Text excerpt |
Between these areas of dense matter are bubbles of largely empty
space. The model assumes that neutrinos, atomic particles thought to
constitute about 90 percent of all matter in the universe, have some
mass and therefore clump together.
...AND BEYOND
    Pioneer 10, the satellite launched March 3, 1972 from Cape
Canaveral, Fla., left the outer limits of the planetary system. No
human artifact had ever traveled so far. Its next stop - no one
knows. According to the National Aeronautics and Space
Administration, ground-based antennas should maintain communications
for eight years more, to a distance of five billion miles. Scientists
hope that in the time remaining the satellite will detect gravity
waves, the gravitational radiation that in theory emanates from
cataclysmic events, such as exploding stars, but in practice has not
been found. When it does turn a blind eye toward Earth, the craft
will carry on with a message for passersby - a plaque engraved with
images of a man, a woman, Earth's location and some terrestrial
scientific ABC's.
    In November 1988, the satellite Voyager 1, which was launched five
and a half years ago, will become the first spacecraft to cross the
orbits of all nine planets in the solar system. (Pioneer's path took
it outside Pluto's orbit.) Voyager 2 and Pioneer 11 are also swinging
out beyond the outer planets.
METEORIC RISE
    The Murchison meteorite, which fell on Australia in 1969, gave up
one of its greatest secrets - that it contains the five chemical
bases of human genes. Scientists at the University of Maryland's
Laboratory of Chemical Evolution said their detection of the bases -
precursors of life - and their ability to synthesize all five in a
single experiment simulating primordial conditions on Earth, boosted
the theory that terrestrial life arose by comparatively simple,
natural chemical processes.
    Their success further suggested that life may have arisen by the
same processes elsewhere in the universe, wherever the appropriate
conditions existed.
COMET TRIALS
    A new comet, named for its discoverers Sugano-Saigusa-Fujikawa, and
passing unusually close to Earth, was discovered as another comet,
IRAS-Araki-Alcock, receded from Earth. IRAS-Araki-Alcock passed
within 2.9 million miles of the planet - closer than any other comet
since 1770. Sugano-Saigusa-Fugikawa came within about 6 million miles.
    Astronomers also estimated that the total number of comets roaming
the outer reaches of the solar system, beyond the outer planets, may
be at least 2 trillion - far more than the 100 billion previously
imagined. The recalculation resulted in part from the discovery of
several comets traversing the inner solar system. Most comets were
thought to be slowly circling the Sun far beyond the outer planets.
Finding these inner system trespassers hinted that other comets are
nearby successfully escaping detection from Earth.

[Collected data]
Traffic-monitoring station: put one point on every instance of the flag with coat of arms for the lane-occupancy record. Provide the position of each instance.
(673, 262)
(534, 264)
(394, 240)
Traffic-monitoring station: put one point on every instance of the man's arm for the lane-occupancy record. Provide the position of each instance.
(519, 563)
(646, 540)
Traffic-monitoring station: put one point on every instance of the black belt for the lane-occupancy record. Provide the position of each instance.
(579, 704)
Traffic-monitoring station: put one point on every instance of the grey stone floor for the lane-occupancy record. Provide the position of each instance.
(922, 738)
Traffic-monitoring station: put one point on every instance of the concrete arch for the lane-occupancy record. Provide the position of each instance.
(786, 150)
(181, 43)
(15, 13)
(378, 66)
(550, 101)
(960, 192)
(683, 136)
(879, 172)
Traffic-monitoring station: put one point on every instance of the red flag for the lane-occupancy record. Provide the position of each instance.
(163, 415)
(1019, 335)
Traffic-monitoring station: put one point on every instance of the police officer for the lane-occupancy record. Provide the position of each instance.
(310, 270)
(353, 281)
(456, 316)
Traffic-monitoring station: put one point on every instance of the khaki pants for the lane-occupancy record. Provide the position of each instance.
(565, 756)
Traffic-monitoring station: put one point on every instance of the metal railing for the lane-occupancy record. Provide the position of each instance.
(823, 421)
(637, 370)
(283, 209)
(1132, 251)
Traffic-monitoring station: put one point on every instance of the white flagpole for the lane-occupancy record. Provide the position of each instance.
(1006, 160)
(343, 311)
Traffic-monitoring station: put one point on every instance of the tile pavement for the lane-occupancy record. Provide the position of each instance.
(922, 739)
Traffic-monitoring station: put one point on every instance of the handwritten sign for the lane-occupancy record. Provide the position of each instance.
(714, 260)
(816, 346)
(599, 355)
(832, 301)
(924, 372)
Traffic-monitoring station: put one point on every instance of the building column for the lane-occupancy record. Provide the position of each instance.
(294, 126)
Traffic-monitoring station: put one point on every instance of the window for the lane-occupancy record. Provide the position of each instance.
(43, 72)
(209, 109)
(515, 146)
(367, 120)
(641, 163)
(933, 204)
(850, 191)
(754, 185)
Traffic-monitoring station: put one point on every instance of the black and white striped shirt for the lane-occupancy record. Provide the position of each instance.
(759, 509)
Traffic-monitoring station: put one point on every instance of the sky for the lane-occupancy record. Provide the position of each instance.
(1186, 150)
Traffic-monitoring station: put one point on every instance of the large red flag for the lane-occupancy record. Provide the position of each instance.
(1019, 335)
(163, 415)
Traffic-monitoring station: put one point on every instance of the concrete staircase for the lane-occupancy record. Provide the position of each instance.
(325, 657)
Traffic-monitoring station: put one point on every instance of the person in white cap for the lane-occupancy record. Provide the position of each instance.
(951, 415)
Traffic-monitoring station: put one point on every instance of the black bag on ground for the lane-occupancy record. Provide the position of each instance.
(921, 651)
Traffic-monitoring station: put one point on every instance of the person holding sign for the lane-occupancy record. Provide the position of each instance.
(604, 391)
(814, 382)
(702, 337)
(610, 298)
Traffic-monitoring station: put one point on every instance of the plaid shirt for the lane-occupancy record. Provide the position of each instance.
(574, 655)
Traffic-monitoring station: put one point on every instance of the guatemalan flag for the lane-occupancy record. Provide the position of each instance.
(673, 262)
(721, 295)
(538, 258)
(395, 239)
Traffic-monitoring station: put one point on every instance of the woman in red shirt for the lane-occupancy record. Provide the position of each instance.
==
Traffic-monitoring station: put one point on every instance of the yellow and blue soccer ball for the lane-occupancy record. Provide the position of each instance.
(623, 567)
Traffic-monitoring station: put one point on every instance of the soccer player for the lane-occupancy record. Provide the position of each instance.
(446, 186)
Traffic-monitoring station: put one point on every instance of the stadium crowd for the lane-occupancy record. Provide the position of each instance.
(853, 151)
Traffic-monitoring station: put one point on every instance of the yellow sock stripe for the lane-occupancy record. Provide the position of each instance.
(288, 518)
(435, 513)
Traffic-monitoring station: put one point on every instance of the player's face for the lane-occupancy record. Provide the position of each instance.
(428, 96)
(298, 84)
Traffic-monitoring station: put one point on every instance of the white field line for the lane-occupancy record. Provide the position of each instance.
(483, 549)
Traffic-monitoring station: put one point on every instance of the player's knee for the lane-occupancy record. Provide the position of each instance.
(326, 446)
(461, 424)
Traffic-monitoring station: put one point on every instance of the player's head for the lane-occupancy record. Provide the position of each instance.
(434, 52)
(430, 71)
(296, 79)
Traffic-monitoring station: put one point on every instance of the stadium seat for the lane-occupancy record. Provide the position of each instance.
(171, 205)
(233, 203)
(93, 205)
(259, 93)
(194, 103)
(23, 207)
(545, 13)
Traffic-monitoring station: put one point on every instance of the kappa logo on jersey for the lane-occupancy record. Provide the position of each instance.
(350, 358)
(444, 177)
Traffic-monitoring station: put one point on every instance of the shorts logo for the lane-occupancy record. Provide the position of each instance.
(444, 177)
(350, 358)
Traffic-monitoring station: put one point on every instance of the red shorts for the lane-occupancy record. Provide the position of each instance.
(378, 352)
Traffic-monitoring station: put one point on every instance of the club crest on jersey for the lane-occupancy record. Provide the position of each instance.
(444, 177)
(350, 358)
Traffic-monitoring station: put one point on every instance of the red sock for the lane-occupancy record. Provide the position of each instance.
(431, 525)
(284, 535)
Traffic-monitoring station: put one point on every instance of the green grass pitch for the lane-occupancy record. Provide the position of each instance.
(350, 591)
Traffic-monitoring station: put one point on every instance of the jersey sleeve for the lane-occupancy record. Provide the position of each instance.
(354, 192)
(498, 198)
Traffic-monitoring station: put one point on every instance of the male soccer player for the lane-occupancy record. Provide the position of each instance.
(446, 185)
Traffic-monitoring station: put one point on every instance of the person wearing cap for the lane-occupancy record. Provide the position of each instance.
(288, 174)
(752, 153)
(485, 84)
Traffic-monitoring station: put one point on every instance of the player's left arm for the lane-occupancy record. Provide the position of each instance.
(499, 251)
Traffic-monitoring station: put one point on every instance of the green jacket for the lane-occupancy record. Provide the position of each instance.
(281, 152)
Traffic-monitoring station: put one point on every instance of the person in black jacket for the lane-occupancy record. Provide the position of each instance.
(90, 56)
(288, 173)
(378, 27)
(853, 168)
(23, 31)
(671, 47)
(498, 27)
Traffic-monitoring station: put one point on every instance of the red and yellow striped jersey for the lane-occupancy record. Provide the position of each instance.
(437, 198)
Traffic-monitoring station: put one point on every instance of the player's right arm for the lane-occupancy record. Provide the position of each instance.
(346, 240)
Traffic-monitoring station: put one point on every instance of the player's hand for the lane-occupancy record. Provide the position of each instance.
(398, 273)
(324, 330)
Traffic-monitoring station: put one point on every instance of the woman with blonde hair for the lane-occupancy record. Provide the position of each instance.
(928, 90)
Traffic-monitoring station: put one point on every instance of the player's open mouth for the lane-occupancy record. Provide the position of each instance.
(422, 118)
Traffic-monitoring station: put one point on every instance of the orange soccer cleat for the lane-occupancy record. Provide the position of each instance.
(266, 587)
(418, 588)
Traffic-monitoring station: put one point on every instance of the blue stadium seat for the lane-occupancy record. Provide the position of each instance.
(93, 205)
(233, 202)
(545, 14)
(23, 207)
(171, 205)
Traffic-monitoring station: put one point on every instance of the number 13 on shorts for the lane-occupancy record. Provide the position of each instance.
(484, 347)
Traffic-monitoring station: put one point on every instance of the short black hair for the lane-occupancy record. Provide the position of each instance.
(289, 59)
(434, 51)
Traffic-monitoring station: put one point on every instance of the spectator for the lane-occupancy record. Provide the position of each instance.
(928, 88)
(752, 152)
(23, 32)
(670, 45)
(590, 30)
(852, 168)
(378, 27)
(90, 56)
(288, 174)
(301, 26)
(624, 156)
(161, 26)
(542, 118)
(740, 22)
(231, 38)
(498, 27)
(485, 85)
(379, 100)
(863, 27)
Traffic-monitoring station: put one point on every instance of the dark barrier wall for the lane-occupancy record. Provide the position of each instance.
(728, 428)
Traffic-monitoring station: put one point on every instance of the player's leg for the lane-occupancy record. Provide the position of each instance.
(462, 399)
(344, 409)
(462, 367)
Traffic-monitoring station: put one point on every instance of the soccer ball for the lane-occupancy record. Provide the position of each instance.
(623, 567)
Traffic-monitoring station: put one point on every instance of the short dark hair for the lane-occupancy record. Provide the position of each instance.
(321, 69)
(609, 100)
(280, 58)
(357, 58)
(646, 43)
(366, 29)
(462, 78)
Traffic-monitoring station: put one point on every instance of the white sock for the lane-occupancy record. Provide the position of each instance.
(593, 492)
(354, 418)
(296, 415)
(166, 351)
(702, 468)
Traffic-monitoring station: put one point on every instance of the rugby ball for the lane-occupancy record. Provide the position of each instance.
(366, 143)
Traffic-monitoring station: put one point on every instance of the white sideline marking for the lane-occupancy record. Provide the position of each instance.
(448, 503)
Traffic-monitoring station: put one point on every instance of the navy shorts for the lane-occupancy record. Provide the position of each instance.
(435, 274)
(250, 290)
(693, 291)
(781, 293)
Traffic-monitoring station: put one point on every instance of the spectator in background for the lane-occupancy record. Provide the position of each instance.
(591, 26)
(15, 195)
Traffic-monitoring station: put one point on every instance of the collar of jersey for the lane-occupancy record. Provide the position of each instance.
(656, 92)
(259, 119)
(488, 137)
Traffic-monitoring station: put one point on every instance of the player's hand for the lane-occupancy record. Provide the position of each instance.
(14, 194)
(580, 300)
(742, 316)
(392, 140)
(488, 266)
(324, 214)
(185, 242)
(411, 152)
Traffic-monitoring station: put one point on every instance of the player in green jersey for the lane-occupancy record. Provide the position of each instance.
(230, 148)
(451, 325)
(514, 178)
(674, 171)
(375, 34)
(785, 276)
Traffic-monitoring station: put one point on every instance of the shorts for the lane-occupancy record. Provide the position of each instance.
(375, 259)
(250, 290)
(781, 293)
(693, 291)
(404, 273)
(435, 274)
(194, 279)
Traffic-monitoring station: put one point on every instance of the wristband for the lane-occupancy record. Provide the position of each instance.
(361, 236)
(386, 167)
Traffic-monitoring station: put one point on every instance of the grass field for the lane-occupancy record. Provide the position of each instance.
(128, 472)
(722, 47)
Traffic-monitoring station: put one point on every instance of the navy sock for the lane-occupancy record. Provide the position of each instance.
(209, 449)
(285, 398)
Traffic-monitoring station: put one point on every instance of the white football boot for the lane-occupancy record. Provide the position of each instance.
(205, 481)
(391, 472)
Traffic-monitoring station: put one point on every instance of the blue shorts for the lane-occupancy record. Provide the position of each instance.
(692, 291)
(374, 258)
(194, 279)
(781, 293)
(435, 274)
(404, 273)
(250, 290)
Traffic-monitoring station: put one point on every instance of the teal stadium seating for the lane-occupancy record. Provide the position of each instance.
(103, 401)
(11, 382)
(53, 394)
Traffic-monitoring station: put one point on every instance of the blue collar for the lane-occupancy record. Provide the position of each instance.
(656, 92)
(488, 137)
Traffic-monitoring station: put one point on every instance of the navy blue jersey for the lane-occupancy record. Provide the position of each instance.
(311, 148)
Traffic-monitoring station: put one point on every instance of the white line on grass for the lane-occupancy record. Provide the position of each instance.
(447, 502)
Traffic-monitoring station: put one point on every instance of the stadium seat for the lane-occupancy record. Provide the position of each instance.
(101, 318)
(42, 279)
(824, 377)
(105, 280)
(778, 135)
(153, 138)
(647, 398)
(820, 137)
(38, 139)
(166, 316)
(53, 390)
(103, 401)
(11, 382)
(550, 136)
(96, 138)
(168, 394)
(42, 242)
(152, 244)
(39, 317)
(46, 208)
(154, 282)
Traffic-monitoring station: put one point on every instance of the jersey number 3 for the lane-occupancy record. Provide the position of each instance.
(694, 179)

Requirement | According to the astronomy text, what did the Murchison meteorite turn out to contain?

Final answer | The five chemical bases of human genes.